(Records excerpted from a collection)

--

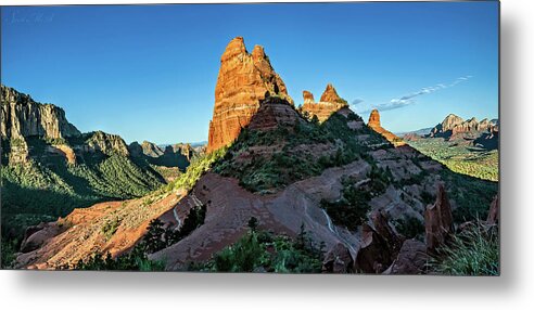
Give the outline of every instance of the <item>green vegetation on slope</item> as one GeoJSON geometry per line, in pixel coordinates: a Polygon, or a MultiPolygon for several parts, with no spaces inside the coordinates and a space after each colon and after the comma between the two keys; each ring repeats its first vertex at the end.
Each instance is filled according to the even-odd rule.
{"type": "Polygon", "coordinates": [[[422,138],[408,143],[455,172],[498,181],[499,154],[497,150],[486,151],[445,141],[443,138],[422,138]]]}
{"type": "MultiPolygon", "coordinates": [[[[124,155],[85,153],[72,165],[64,156],[46,152],[50,141],[27,141],[28,163],[5,165],[3,153],[0,167],[2,244],[14,244],[15,248],[28,225],[54,221],[98,202],[140,197],[163,184],[148,164],[136,164],[124,155]]],[[[2,151],[9,146],[2,141],[2,151]]]]}
{"type": "Polygon", "coordinates": [[[226,155],[228,147],[221,147],[212,153],[194,157],[186,172],[180,175],[176,181],[169,183],[165,188],[166,191],[170,191],[173,189],[185,189],[187,191],[191,190],[200,177],[209,170],[214,163],[220,160],[226,155]]]}

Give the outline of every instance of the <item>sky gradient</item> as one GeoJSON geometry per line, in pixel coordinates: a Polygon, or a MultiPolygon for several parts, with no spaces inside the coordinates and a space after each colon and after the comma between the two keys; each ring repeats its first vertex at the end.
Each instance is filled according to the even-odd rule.
{"type": "Polygon", "coordinates": [[[498,116],[498,2],[3,7],[1,82],[128,143],[207,140],[220,55],[265,47],[295,104],[328,82],[384,128],[498,116]]]}

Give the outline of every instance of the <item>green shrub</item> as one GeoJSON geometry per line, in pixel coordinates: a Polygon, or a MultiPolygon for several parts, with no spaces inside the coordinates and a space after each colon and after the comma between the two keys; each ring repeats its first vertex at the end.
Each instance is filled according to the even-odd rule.
{"type": "Polygon", "coordinates": [[[110,240],[115,232],[117,231],[118,227],[120,225],[122,219],[118,217],[115,217],[111,220],[107,220],[104,225],[101,229],[102,234],[105,236],[106,240],[110,240]]]}

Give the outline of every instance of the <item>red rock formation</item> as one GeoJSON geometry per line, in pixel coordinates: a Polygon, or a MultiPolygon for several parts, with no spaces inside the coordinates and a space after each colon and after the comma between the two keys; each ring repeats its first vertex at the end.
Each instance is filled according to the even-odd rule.
{"type": "Polygon", "coordinates": [[[444,244],[453,232],[453,211],[443,183],[437,185],[435,203],[424,210],[424,231],[428,250],[444,244]]]}
{"type": "Polygon", "coordinates": [[[380,125],[380,113],[376,108],[371,111],[371,115],[369,115],[369,121],[367,122],[367,126],[369,126],[369,128],[377,131],[378,133],[382,134],[385,139],[387,139],[387,141],[395,145],[395,147],[406,144],[403,139],[382,128],[382,126],[380,125]]]}
{"type": "Polygon", "coordinates": [[[407,240],[392,266],[384,274],[421,274],[429,256],[424,243],[417,240],[407,240]]]}
{"type": "Polygon", "coordinates": [[[252,130],[271,130],[280,126],[292,128],[300,119],[298,113],[289,102],[280,98],[267,98],[251,118],[249,128],[252,130]]]}
{"type": "Polygon", "coordinates": [[[234,38],[220,57],[206,151],[212,152],[233,142],[241,129],[249,125],[267,93],[292,103],[285,85],[270,65],[264,49],[256,46],[251,54],[245,49],[243,38],[234,38]]]}
{"type": "Polygon", "coordinates": [[[306,103],[315,103],[314,94],[307,90],[302,92],[302,96],[304,98],[304,104],[306,103]]]}
{"type": "Polygon", "coordinates": [[[493,198],[492,205],[490,206],[490,211],[487,214],[487,224],[497,224],[499,222],[499,196],[493,198]]]}
{"type": "Polygon", "coordinates": [[[364,273],[382,273],[397,257],[403,241],[381,211],[374,211],[371,221],[374,228],[367,223],[363,225],[355,270],[364,273]]]}
{"type": "Polygon", "coordinates": [[[327,120],[333,113],[348,106],[346,101],[338,95],[335,88],[331,83],[327,86],[319,102],[316,103],[314,95],[307,90],[303,91],[303,98],[302,114],[308,118],[317,116],[319,121],[327,120]]]}
{"type": "Polygon", "coordinates": [[[348,248],[338,243],[325,256],[322,272],[326,273],[349,273],[353,272],[354,260],[348,248]]]}
{"type": "Polygon", "coordinates": [[[331,103],[344,103],[346,104],[346,101],[343,100],[338,92],[335,91],[335,88],[329,83],[327,85],[327,88],[321,94],[321,100],[320,102],[331,102],[331,103]]]}
{"type": "Polygon", "coordinates": [[[448,139],[455,139],[461,137],[463,133],[488,131],[494,126],[487,118],[478,121],[472,117],[468,120],[463,120],[461,117],[449,114],[445,119],[432,128],[430,137],[443,137],[448,139]]]}

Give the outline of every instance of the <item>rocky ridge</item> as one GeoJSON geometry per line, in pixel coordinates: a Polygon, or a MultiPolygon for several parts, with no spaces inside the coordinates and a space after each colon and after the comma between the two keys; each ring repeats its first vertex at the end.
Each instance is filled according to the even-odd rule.
{"type": "Polygon", "coordinates": [[[304,103],[300,107],[301,113],[309,119],[316,116],[321,122],[327,120],[332,113],[348,106],[331,83],[327,85],[319,102],[315,102],[314,94],[307,90],[303,91],[303,98],[304,103]]]}
{"type": "Polygon", "coordinates": [[[481,121],[478,121],[476,118],[472,117],[468,120],[463,120],[463,118],[455,114],[449,114],[441,124],[437,124],[432,128],[429,137],[455,140],[492,131],[498,131],[498,120],[496,119],[488,120],[487,118],[484,118],[481,121]]]}
{"type": "Polygon", "coordinates": [[[403,139],[398,138],[391,131],[385,130],[381,126],[380,113],[376,108],[371,111],[371,115],[369,115],[369,121],[367,122],[367,126],[369,126],[369,128],[377,131],[378,133],[382,134],[385,139],[387,139],[387,141],[390,141],[395,146],[402,146],[406,144],[406,142],[404,142],[403,139]]]}

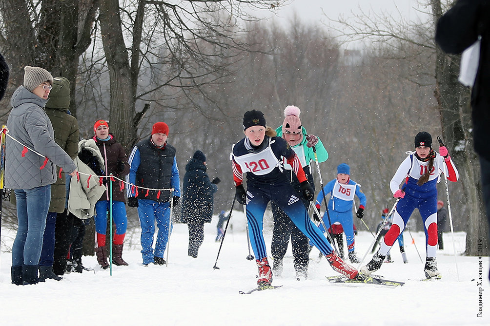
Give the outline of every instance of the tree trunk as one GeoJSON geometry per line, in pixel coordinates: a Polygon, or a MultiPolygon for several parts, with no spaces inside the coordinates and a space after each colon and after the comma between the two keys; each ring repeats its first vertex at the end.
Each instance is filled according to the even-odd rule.
{"type": "MultiPolygon", "coordinates": [[[[437,23],[442,15],[440,0],[433,1],[432,10],[437,23]]],[[[466,254],[478,255],[477,246],[480,240],[485,245],[484,252],[488,255],[488,226],[482,196],[480,164],[473,147],[469,92],[458,81],[460,56],[445,54],[439,47],[436,51],[434,93],[440,110],[444,144],[460,172],[460,180],[470,212],[466,254]]]]}
{"type": "Polygon", "coordinates": [[[101,1],[99,20],[110,83],[111,129],[128,152],[136,138],[133,125],[135,90],[124,44],[117,0],[101,1]]]}

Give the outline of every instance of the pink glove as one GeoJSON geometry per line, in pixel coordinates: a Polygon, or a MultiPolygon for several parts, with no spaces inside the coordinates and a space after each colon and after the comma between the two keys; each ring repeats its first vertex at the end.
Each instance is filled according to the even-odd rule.
{"type": "Polygon", "coordinates": [[[309,147],[312,147],[318,143],[318,137],[314,135],[307,135],[306,140],[308,140],[306,146],[309,147]]]}
{"type": "Polygon", "coordinates": [[[449,152],[447,151],[447,148],[446,148],[445,146],[441,146],[439,147],[439,154],[441,154],[441,156],[446,157],[449,152]]]}
{"type": "Polygon", "coordinates": [[[403,198],[405,197],[405,192],[403,192],[403,191],[401,189],[399,189],[395,191],[395,194],[393,195],[393,197],[395,198],[403,198]]]}

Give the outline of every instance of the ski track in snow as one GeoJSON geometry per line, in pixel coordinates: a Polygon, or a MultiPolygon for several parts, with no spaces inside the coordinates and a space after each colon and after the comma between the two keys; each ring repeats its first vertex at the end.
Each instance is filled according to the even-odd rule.
{"type": "MultiPolygon", "coordinates": [[[[406,282],[391,288],[365,284],[329,283],[325,276],[337,275],[318,252],[310,254],[309,279],[296,280],[291,246],[284,271],[272,284],[273,291],[241,295],[256,286],[257,267],[248,255],[243,213],[234,213],[217,264],[220,242],[215,242],[217,217],[205,225],[204,242],[197,258],[187,254],[185,224],[177,224],[170,243],[168,267],[141,263],[139,244],[125,245],[123,256],[129,266],[102,270],[95,256],[84,256],[93,272],[65,274],[60,281],[48,280],[36,285],[10,283],[11,257],[5,252],[15,233],[2,230],[0,256],[0,323],[1,325],[488,325],[490,323],[489,257],[457,256],[456,271],[450,233],[444,234],[443,251],[438,252],[442,279],[424,281],[424,263],[408,234],[404,234],[409,263],[403,264],[397,243],[392,249],[392,263],[384,264],[377,274],[406,282]],[[479,312],[479,261],[483,263],[483,317],[479,312]],[[474,279],[474,280],[471,280],[474,279]]],[[[271,232],[265,227],[270,255],[271,232]]],[[[138,232],[128,230],[128,233],[138,232]]],[[[425,262],[425,235],[412,232],[425,262]]],[[[455,234],[456,252],[464,250],[463,233],[455,234]]],[[[138,236],[133,237],[137,242],[138,236]]],[[[368,232],[356,237],[360,258],[372,240],[368,232]]],[[[346,248],[346,246],[345,247],[346,248]]],[[[370,259],[369,254],[365,263],[370,259]]],[[[270,258],[270,263],[272,260],[270,258]]],[[[354,266],[357,268],[358,264],[354,266]]]]}

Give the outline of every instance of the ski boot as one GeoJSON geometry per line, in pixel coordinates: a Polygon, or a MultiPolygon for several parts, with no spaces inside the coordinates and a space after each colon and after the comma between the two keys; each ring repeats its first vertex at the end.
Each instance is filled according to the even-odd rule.
{"type": "Polygon", "coordinates": [[[355,279],[359,275],[359,272],[357,269],[345,263],[335,251],[332,251],[325,256],[334,270],[345,275],[351,279],[355,279]]]}
{"type": "Polygon", "coordinates": [[[264,257],[262,260],[257,259],[257,267],[259,268],[259,277],[257,279],[257,284],[259,286],[270,285],[272,282],[272,271],[269,266],[269,262],[267,257],[264,257]]]}
{"type": "Polygon", "coordinates": [[[437,269],[437,262],[435,257],[427,257],[425,259],[425,267],[424,269],[425,277],[430,279],[441,279],[441,273],[437,269]]]}
{"type": "Polygon", "coordinates": [[[282,258],[278,258],[274,259],[274,262],[272,263],[272,273],[274,275],[278,277],[281,276],[283,270],[282,258]]]}
{"type": "Polygon", "coordinates": [[[350,262],[353,264],[359,264],[361,262],[361,260],[356,256],[356,253],[353,251],[349,252],[349,260],[350,260],[350,262]]]}
{"type": "Polygon", "coordinates": [[[380,269],[383,264],[386,256],[380,254],[378,251],[372,256],[371,261],[368,264],[361,268],[360,272],[365,275],[369,275],[373,272],[375,272],[380,269]]]}
{"type": "Polygon", "coordinates": [[[403,246],[400,246],[400,252],[401,253],[401,257],[403,258],[403,263],[408,263],[408,259],[407,258],[407,254],[405,252],[405,248],[403,246]]]}
{"type": "Polygon", "coordinates": [[[167,263],[165,259],[161,257],[157,257],[156,256],[153,257],[153,261],[155,265],[165,265],[167,263]]]}

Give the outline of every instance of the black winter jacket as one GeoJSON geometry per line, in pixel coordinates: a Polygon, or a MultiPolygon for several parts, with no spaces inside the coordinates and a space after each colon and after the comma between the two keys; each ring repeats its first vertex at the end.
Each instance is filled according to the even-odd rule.
{"type": "Polygon", "coordinates": [[[212,184],[204,163],[192,159],[186,165],[182,195],[182,219],[186,223],[210,223],[213,194],[218,186],[212,184]]]}
{"type": "Polygon", "coordinates": [[[490,0],[458,0],[438,22],[436,42],[459,54],[481,35],[480,65],[471,92],[475,150],[490,161],[490,0]]]}

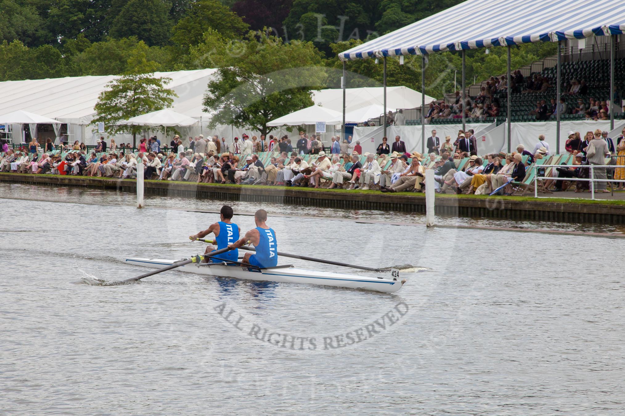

--

--- WHAT IS REQUIRED ---
Pull out every line of the material above that contains the word "ridge", and copy each of those lines in full.

--- FINAL ANSWER ---
Give the outline of every instance of the <item>rocky ridge</item> as one GeoJSON geometry per line, in pixel coordinates: a Polygon, or a MultiPolygon for several parts, with no spaces inside the coordinates and a space after each colon and after the comma between the two keys; each ring repeats its first vertex at the end.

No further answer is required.